__PROBLEM TO SOLVE__. From the line that contains "Where can the foliage" down to the last line of the listing below, reproduce each line exactly but not the pictures.

---------- RECORDS SUPPLIED ----------

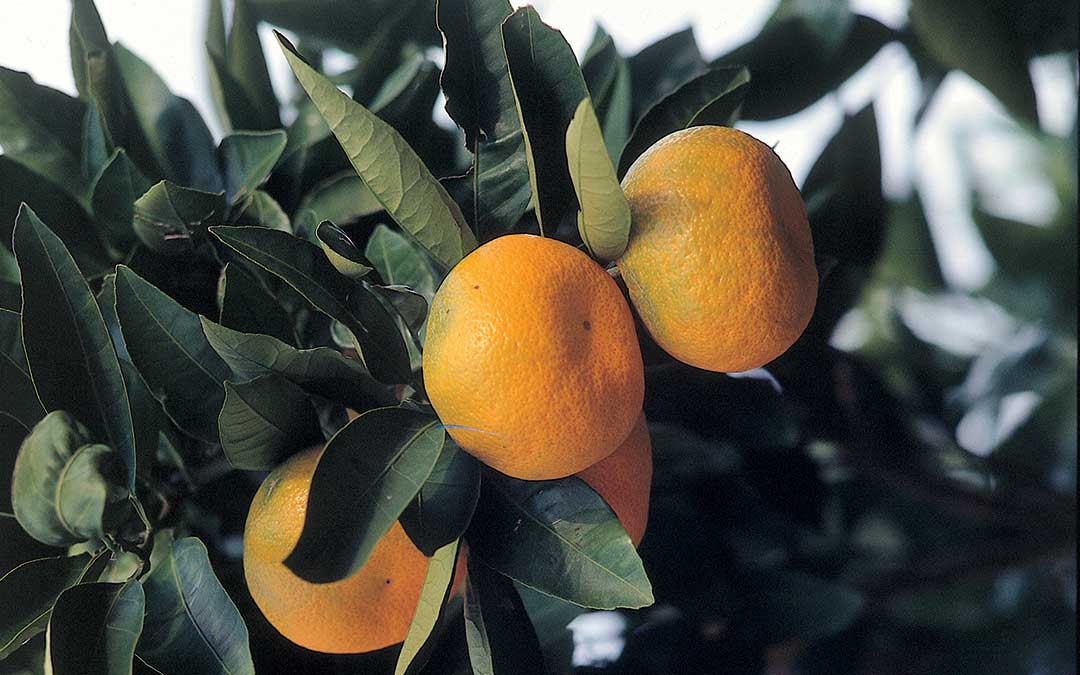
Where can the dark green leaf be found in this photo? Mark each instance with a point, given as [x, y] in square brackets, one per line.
[793, 66]
[28, 133]
[176, 135]
[342, 254]
[713, 97]
[387, 164]
[169, 217]
[246, 160]
[431, 605]
[113, 194]
[166, 343]
[603, 211]
[443, 508]
[548, 84]
[501, 639]
[264, 420]
[191, 624]
[561, 538]
[94, 628]
[322, 370]
[27, 594]
[365, 477]
[661, 67]
[250, 308]
[481, 99]
[68, 348]
[305, 268]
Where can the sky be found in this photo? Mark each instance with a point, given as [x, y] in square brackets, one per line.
[966, 139]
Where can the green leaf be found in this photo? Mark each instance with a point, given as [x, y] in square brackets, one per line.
[480, 97]
[304, 267]
[500, 637]
[112, 197]
[169, 217]
[94, 628]
[66, 489]
[607, 76]
[793, 66]
[29, 135]
[548, 85]
[264, 420]
[442, 510]
[321, 370]
[713, 97]
[176, 135]
[342, 199]
[342, 254]
[661, 67]
[264, 211]
[166, 343]
[250, 308]
[431, 605]
[387, 164]
[561, 538]
[365, 477]
[68, 349]
[247, 65]
[17, 396]
[603, 211]
[400, 261]
[27, 594]
[246, 160]
[191, 624]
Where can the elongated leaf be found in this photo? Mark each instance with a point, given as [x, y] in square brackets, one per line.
[169, 217]
[400, 261]
[549, 85]
[442, 510]
[246, 160]
[176, 135]
[191, 624]
[26, 136]
[342, 254]
[302, 266]
[247, 307]
[561, 538]
[264, 420]
[94, 628]
[437, 582]
[501, 639]
[321, 370]
[17, 396]
[481, 99]
[402, 184]
[603, 211]
[713, 97]
[68, 349]
[365, 477]
[112, 197]
[166, 343]
[27, 594]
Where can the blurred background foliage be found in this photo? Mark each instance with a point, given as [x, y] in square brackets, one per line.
[894, 495]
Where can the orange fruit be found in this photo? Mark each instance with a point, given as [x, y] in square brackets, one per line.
[624, 480]
[719, 264]
[369, 610]
[530, 358]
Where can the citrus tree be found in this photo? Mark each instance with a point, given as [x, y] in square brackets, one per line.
[347, 390]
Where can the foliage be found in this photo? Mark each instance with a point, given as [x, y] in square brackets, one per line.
[179, 314]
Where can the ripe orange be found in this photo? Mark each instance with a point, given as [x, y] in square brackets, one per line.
[369, 610]
[720, 262]
[530, 358]
[624, 480]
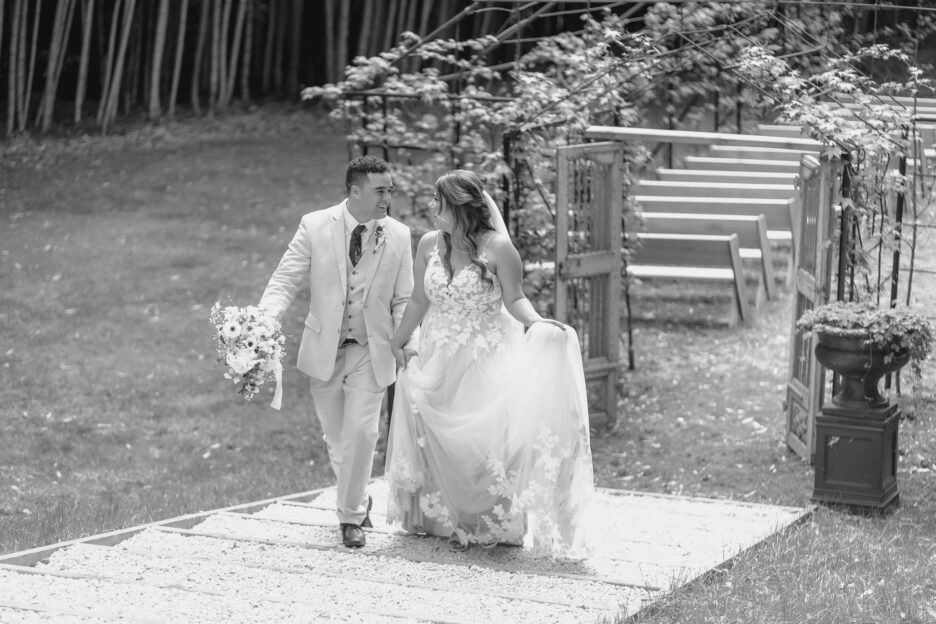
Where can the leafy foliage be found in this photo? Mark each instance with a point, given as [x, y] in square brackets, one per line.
[857, 121]
[891, 330]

----------

__ANSWER AREA__.
Where can the foliage be found in this photo? Mark each instance with a point, given as [x, y] in square brackets, one per line.
[179, 314]
Where can the ripe orange be found in this photo? Mark each instance with a point, given as [x, y] in square brackets, one per line.
[369, 610]
[720, 262]
[530, 358]
[624, 480]
Where can the leafy foliage be found in this photo? Mark each instance with a point, given as [x, y] in square brackets, one per line.
[857, 121]
[891, 330]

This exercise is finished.